◆ DIRECTIVE ◆
From the line with "In this exercise you will indicate the blurred person" through the final line, transcribe the material below character for character; include no other lines.

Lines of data

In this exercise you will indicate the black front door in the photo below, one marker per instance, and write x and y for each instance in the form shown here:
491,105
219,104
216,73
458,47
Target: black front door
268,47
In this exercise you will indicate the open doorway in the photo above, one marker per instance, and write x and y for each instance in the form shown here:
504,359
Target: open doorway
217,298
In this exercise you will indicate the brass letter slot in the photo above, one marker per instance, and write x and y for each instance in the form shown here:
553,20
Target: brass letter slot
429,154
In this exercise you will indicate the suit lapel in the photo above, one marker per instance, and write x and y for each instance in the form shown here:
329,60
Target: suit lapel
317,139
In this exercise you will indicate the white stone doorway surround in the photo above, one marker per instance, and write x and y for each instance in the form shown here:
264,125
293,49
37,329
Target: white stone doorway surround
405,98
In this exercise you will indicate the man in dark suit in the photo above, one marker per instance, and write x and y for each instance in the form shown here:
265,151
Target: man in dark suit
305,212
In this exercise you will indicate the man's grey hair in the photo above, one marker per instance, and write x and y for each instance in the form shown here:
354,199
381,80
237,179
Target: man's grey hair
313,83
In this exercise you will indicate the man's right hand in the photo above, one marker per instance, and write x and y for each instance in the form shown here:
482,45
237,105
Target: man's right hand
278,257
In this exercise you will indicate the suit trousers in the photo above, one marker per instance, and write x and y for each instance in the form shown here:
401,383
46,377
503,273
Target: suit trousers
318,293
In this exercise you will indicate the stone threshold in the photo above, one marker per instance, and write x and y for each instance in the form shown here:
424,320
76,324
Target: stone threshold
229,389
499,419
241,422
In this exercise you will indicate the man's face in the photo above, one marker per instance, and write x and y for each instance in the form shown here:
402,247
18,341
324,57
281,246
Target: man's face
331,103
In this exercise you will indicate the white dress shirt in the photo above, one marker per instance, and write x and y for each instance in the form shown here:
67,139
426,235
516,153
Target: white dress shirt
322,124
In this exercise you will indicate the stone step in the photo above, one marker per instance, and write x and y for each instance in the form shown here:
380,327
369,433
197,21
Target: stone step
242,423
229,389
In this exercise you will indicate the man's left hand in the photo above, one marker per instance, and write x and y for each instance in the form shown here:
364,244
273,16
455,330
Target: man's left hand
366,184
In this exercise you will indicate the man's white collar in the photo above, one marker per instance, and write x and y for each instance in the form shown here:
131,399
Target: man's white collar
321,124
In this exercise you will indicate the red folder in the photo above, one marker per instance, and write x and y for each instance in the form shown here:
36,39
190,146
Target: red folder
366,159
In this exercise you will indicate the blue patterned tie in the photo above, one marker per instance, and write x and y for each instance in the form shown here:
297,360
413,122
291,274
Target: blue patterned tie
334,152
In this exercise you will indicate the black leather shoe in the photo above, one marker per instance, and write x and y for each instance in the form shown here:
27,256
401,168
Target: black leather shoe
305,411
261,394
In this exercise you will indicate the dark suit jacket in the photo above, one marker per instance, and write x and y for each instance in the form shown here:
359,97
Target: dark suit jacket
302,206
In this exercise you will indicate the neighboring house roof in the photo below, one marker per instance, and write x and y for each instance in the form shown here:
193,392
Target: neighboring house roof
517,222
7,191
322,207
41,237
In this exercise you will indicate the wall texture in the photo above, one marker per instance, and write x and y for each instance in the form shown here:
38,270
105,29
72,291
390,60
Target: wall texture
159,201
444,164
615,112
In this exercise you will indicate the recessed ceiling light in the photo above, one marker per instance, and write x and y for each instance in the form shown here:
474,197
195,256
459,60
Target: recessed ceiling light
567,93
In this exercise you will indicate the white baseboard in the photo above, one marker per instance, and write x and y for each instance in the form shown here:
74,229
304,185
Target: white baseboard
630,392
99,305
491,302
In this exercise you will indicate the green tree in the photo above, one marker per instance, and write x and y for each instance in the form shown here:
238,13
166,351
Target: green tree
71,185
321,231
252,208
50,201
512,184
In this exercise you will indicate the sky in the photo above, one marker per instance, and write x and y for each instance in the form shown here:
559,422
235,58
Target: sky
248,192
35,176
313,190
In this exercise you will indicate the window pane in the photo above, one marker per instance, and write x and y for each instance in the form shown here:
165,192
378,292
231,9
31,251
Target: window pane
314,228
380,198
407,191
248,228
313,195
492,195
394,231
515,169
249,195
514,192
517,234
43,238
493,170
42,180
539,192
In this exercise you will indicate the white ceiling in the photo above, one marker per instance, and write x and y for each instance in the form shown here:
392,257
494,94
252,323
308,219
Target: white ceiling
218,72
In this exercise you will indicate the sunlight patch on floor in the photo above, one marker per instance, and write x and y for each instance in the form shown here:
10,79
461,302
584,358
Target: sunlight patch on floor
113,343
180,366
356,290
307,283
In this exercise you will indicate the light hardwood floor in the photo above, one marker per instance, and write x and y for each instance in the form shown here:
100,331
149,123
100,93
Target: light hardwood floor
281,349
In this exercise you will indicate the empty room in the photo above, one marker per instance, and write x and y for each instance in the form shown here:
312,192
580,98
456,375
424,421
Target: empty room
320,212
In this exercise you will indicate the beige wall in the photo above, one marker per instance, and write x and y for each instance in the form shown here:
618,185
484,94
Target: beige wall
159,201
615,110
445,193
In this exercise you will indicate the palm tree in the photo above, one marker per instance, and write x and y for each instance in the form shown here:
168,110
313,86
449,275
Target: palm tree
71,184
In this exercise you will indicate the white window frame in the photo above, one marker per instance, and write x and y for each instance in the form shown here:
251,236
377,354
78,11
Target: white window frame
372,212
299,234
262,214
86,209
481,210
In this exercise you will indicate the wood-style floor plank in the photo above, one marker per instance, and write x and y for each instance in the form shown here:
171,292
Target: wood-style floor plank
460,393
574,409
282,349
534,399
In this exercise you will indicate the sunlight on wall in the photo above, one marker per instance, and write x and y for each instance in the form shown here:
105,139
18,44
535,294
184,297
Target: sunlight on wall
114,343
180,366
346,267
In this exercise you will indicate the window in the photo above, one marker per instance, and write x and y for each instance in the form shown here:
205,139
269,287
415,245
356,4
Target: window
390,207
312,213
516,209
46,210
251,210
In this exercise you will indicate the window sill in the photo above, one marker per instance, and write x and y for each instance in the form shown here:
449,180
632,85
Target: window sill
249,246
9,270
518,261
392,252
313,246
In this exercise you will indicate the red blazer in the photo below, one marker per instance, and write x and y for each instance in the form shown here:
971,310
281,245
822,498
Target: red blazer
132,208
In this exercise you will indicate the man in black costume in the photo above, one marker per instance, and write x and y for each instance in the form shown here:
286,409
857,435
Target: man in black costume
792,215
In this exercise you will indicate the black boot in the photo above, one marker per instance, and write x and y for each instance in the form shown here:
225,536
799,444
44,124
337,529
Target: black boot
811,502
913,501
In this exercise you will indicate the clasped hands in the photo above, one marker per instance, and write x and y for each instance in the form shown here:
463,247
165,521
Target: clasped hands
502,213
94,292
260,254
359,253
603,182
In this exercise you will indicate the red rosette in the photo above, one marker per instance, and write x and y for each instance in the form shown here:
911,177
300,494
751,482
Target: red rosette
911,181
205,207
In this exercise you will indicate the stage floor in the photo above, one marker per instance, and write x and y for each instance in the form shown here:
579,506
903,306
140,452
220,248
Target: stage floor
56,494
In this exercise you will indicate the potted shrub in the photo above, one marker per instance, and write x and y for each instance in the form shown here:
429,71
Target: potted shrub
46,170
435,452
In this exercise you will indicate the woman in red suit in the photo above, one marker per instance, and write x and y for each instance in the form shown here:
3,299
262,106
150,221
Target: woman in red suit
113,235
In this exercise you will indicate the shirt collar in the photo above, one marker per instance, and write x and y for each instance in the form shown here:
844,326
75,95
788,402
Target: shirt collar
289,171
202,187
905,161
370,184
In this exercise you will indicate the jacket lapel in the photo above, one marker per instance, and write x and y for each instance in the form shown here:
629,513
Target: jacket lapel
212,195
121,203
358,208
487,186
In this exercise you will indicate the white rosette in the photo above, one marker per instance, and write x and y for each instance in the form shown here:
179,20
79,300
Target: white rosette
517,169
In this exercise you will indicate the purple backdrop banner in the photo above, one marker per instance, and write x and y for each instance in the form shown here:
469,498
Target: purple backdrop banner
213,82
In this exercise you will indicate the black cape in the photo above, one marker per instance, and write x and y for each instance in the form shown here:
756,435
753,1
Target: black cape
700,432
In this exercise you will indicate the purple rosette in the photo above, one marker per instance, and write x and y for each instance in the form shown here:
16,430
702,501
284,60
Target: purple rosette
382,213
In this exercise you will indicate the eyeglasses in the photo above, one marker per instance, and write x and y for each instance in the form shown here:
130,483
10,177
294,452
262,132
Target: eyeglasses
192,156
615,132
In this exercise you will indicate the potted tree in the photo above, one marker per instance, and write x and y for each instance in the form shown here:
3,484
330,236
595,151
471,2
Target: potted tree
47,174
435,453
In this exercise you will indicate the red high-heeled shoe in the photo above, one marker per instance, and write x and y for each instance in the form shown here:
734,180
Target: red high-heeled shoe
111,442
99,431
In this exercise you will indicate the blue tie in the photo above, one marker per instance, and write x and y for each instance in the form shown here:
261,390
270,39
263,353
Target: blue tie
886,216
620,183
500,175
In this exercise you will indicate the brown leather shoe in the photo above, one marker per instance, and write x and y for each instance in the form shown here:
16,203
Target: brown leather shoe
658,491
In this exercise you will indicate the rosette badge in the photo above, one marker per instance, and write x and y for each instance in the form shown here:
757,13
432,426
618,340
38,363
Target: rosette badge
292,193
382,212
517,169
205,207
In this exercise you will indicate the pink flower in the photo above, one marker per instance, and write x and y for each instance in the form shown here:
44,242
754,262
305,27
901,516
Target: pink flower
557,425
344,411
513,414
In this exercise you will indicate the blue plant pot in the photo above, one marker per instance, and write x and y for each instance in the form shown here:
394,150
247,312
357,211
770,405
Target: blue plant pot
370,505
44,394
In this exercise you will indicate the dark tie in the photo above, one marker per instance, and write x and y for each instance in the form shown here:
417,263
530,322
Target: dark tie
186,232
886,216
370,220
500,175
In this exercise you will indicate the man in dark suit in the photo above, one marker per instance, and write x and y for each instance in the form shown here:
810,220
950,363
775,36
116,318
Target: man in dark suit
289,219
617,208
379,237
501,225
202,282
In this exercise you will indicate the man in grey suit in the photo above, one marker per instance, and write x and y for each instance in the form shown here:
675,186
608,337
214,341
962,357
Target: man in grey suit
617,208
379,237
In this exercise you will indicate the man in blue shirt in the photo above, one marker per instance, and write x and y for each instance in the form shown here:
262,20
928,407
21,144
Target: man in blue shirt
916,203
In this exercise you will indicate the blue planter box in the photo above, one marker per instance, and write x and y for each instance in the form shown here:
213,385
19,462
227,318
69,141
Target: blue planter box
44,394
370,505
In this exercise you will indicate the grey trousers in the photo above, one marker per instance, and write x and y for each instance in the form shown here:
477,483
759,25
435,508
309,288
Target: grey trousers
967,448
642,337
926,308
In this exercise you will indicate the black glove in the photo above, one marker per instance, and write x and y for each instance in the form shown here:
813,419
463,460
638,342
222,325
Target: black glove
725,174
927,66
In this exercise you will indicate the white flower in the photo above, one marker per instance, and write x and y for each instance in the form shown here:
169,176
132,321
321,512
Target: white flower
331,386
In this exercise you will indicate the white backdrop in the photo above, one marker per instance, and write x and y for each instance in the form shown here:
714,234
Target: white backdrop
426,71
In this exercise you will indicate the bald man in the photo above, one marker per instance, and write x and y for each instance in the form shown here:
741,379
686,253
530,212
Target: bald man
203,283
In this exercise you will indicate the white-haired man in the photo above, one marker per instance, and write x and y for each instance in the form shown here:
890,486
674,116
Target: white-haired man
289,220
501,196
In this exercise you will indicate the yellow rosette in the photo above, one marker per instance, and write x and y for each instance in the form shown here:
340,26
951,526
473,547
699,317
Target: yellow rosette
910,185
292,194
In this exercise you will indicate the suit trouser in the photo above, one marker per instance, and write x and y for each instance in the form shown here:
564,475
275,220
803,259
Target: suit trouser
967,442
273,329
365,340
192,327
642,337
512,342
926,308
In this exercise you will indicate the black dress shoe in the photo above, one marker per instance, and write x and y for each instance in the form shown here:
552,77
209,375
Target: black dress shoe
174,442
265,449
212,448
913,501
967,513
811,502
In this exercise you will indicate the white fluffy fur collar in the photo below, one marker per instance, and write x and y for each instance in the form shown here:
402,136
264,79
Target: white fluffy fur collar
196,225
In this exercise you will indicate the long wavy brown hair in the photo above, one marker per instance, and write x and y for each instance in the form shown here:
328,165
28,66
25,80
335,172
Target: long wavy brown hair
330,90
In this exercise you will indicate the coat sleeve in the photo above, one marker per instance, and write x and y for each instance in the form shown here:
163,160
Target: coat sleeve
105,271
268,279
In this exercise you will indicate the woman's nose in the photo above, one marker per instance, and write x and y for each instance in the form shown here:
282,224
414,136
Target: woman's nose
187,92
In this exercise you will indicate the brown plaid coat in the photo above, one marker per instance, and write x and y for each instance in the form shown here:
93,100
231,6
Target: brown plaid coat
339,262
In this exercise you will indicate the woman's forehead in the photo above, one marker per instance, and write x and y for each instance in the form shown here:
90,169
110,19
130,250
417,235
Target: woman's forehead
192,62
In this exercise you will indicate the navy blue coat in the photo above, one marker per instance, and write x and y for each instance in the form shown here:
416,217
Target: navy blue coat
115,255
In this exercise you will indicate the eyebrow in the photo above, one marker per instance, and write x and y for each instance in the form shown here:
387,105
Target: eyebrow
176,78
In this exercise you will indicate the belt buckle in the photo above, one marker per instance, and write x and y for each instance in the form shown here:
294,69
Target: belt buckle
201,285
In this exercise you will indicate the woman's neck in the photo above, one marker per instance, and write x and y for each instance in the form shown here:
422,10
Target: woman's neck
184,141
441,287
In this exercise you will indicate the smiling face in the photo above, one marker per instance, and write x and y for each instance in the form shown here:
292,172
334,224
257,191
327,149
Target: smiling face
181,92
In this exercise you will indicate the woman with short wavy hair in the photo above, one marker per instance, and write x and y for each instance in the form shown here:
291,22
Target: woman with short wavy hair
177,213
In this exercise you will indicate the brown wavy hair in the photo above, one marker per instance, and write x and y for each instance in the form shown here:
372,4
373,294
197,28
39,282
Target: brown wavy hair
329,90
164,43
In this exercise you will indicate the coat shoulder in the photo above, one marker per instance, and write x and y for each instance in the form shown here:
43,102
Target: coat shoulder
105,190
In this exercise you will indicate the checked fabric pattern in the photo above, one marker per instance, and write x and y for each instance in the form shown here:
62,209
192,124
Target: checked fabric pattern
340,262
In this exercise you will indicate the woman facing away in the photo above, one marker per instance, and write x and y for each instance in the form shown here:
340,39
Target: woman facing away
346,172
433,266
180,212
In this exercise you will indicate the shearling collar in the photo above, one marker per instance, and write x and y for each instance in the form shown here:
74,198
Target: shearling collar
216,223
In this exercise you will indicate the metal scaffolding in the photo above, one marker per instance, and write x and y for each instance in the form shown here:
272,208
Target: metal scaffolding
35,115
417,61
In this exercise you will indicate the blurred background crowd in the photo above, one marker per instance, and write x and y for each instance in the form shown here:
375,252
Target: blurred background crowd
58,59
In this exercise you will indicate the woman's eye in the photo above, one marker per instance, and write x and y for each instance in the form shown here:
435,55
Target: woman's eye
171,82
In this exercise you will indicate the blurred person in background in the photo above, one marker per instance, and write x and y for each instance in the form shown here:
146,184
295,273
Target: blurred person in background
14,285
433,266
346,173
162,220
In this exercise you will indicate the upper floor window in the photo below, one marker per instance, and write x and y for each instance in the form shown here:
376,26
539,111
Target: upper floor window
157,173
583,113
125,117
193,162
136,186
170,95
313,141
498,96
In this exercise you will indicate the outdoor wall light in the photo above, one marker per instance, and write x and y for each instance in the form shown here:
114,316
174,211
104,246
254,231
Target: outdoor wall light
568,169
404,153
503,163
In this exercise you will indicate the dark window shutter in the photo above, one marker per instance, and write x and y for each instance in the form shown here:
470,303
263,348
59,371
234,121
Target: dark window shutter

◆ REPLY ◆
In this exercise you will indicate the blurred person in background in the photo above, one marker per instance, and write x and y for each instance in the form shown here:
146,184
295,273
Target: blurred person in background
14,285
433,266
346,173
162,220
In this exercise you will indicate the upper floor window in the photo below, one marker per instance, and write x and y for each instance in the form shown here:
376,26
539,111
Target: upper floor window
157,173
583,113
125,117
193,162
136,186
170,95
313,141
498,96
In this exercise you will indicate the outdoor wall light in the photo above, one marker per instance, and write x and y for each instance in the form shown here:
114,316
174,211
104,246
254,231
Target: outdoor wall light
568,169
404,153
503,163
In this exercise you will indicate the dark window shutter in the photo above, one marker per instance, and write x and y for each instance in the form shown here:
470,303
263,348
59,371
234,121
Target: dark window shutter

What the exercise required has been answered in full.